SET PROBLEM:
Write out the records below word for word, starting with the line that contains "of the overcast" and continuing through the end of the records.

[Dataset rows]
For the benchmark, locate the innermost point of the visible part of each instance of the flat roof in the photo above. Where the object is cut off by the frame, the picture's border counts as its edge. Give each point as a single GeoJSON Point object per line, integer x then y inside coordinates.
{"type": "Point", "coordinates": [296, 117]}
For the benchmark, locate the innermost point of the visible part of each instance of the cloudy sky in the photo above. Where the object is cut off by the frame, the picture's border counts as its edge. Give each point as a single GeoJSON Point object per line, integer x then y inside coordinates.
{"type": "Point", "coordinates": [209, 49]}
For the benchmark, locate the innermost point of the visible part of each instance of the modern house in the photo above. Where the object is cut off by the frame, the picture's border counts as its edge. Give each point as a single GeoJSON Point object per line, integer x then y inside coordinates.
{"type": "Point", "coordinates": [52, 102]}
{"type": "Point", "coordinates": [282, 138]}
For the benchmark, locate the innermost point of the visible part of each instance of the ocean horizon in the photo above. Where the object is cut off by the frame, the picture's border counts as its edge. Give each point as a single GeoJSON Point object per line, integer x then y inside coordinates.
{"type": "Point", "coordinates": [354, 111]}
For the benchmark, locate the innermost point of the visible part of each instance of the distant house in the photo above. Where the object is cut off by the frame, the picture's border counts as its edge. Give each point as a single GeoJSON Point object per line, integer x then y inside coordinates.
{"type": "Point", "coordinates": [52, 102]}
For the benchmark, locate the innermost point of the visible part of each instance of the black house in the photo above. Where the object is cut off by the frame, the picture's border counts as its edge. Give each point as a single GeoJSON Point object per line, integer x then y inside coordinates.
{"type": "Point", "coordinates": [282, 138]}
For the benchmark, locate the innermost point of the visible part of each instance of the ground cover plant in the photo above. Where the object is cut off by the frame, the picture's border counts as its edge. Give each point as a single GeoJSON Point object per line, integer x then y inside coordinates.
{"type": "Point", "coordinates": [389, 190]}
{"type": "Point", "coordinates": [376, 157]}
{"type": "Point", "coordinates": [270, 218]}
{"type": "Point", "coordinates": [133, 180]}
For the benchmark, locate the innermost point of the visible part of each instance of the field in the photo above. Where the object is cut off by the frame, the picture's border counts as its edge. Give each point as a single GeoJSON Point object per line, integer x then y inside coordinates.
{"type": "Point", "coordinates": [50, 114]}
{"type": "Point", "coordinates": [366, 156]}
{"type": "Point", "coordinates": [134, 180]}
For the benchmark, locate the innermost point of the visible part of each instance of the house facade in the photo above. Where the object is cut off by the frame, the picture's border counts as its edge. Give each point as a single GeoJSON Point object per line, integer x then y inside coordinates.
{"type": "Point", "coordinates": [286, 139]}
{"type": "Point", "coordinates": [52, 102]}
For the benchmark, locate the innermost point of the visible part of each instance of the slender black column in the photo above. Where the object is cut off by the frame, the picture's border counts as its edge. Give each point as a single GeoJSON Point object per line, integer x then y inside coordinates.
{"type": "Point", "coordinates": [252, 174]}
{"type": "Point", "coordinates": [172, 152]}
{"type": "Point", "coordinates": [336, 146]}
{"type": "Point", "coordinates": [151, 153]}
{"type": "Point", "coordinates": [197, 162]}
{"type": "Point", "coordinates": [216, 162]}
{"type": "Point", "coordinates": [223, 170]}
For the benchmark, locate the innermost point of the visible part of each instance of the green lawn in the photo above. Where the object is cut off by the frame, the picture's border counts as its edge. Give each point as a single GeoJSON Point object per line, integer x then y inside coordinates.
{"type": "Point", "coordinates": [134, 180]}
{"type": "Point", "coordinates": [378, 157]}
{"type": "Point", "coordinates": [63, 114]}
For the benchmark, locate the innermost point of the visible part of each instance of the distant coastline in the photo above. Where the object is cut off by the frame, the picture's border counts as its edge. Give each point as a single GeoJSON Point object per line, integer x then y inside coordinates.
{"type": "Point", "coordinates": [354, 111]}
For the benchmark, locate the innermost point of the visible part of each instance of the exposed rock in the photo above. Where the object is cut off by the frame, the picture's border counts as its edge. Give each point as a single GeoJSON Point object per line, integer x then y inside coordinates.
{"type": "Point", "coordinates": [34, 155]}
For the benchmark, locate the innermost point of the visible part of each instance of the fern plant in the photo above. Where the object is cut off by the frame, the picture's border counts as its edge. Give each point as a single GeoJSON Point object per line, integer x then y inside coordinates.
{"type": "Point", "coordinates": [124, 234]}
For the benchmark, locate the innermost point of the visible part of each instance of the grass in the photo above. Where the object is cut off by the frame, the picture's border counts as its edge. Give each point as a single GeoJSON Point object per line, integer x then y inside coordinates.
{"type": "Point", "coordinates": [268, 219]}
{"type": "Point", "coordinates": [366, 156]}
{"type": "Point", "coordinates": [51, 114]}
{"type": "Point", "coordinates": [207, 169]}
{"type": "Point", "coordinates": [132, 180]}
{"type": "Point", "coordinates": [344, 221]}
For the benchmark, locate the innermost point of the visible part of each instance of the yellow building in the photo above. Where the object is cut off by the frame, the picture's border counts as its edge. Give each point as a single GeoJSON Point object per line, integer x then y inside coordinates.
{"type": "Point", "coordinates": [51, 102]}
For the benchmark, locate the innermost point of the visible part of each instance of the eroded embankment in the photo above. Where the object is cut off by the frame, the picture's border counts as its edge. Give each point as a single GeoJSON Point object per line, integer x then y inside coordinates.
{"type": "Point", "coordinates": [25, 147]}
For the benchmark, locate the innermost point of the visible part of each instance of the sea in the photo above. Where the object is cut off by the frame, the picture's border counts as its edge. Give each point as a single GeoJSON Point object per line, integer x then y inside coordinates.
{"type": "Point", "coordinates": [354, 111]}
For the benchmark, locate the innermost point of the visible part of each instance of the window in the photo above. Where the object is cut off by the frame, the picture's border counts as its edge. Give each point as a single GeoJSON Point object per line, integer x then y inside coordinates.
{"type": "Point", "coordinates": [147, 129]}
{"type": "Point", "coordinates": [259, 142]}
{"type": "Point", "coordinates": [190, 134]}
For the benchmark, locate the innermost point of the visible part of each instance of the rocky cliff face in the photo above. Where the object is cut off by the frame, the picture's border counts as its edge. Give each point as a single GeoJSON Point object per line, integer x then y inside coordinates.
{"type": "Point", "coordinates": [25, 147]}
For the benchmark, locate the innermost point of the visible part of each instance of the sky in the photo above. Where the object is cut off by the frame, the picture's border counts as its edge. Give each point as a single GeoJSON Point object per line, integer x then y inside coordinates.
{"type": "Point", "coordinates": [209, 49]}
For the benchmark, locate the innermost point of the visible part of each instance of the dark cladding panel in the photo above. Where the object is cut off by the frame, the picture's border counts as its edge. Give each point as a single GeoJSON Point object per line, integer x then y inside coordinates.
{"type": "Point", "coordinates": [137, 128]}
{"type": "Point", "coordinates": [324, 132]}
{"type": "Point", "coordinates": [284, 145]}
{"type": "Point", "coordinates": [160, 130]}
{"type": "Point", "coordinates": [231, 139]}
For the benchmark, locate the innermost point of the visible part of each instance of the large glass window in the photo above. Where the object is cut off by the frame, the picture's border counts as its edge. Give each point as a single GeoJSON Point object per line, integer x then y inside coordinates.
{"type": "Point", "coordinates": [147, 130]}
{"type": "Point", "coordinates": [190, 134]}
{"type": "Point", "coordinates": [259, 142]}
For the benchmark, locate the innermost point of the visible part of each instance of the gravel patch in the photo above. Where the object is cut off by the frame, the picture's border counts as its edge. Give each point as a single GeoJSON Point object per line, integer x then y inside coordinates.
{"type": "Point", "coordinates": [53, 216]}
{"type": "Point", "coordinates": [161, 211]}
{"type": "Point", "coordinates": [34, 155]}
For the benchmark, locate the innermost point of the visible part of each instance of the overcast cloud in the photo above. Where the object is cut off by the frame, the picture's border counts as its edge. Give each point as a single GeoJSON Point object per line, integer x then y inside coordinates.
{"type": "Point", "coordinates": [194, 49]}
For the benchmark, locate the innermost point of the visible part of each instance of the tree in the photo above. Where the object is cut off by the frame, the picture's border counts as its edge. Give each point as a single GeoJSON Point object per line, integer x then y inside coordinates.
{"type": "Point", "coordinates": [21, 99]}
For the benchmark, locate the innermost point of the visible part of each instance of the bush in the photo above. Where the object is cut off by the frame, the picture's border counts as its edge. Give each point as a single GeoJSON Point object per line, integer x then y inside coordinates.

COMPLETED TASK:
For the benchmark, locate the innermost point of the visible part of each instance of the overcast cloud in the photo above. Where the object is cut off by the frame, the picture's border counts as its edge. Give each point as a single GeoJSON Point object per line, integer x then y inside coordinates.
{"type": "Point", "coordinates": [194, 49]}
For the benchmark, locate the innermost point of the visible part of each instance of the tree in the photo above. Where the object is cut off by the frame, the picture's border counts as its edge. Give each point as a single GeoJSON Point object per line, integer x then y inside coordinates.
{"type": "Point", "coordinates": [21, 99]}
For the benchmark, locate the innermost point of the visible part of each instance of the bush in the photo above. Where the object is cut off by the frame, the picture's border counts as its edge. Give each point as a single GeoJSON Point object per line, integer x then y inside coordinates.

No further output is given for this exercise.